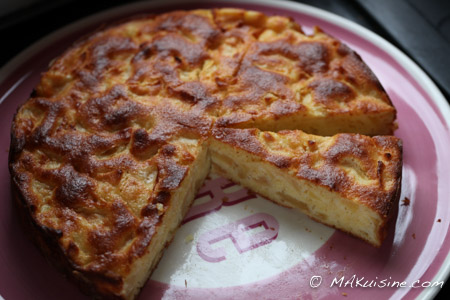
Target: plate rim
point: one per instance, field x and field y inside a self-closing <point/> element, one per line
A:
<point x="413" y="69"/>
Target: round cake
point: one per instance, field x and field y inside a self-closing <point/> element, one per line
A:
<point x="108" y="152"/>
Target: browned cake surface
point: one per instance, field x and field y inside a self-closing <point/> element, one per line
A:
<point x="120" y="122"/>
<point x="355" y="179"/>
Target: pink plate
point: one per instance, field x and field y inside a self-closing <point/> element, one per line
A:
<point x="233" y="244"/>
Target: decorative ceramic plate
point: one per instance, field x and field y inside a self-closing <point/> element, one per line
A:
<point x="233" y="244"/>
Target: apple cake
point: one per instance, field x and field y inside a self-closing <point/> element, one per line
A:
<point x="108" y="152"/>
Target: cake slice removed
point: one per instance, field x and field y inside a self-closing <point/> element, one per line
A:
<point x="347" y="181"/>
---
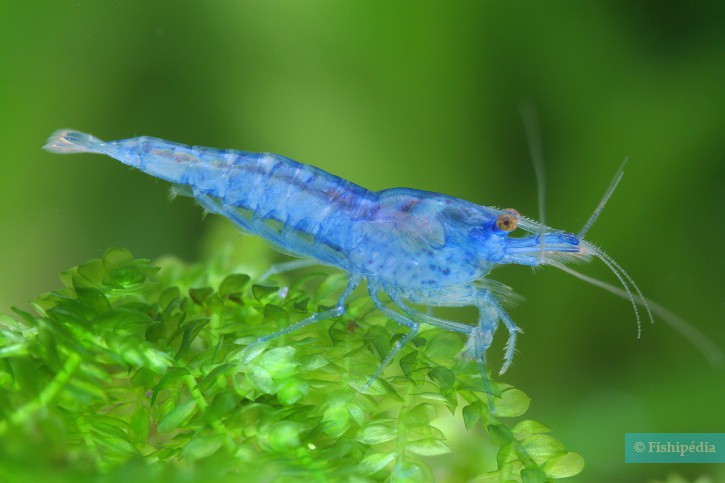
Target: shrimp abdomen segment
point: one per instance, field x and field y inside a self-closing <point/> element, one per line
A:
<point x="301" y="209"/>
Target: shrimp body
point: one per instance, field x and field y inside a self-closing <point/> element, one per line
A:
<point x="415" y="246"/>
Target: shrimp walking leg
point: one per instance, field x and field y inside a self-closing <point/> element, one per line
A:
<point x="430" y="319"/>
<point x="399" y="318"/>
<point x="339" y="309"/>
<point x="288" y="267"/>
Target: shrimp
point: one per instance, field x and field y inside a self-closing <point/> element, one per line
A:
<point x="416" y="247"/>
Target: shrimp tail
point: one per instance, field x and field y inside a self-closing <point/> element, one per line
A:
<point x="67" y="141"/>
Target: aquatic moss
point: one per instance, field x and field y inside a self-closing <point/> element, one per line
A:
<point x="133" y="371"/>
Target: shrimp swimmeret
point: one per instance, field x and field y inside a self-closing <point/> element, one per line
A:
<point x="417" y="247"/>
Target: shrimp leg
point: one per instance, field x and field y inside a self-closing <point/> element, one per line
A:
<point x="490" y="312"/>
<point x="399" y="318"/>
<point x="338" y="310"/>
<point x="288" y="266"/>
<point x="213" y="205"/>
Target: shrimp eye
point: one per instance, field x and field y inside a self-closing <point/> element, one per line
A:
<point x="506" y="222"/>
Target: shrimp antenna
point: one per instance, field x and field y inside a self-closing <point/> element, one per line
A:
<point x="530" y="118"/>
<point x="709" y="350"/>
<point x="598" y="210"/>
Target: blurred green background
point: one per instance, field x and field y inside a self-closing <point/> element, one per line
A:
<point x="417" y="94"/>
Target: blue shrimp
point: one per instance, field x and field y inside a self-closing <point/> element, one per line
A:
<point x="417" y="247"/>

### TASK INSTRUCTIONS
Please list each line of the records above that contains the word "plate", copying every such line in full.

### FULL RESPONSE
Target: plate rim
Target: pink plate
Target: decorative ceramic plate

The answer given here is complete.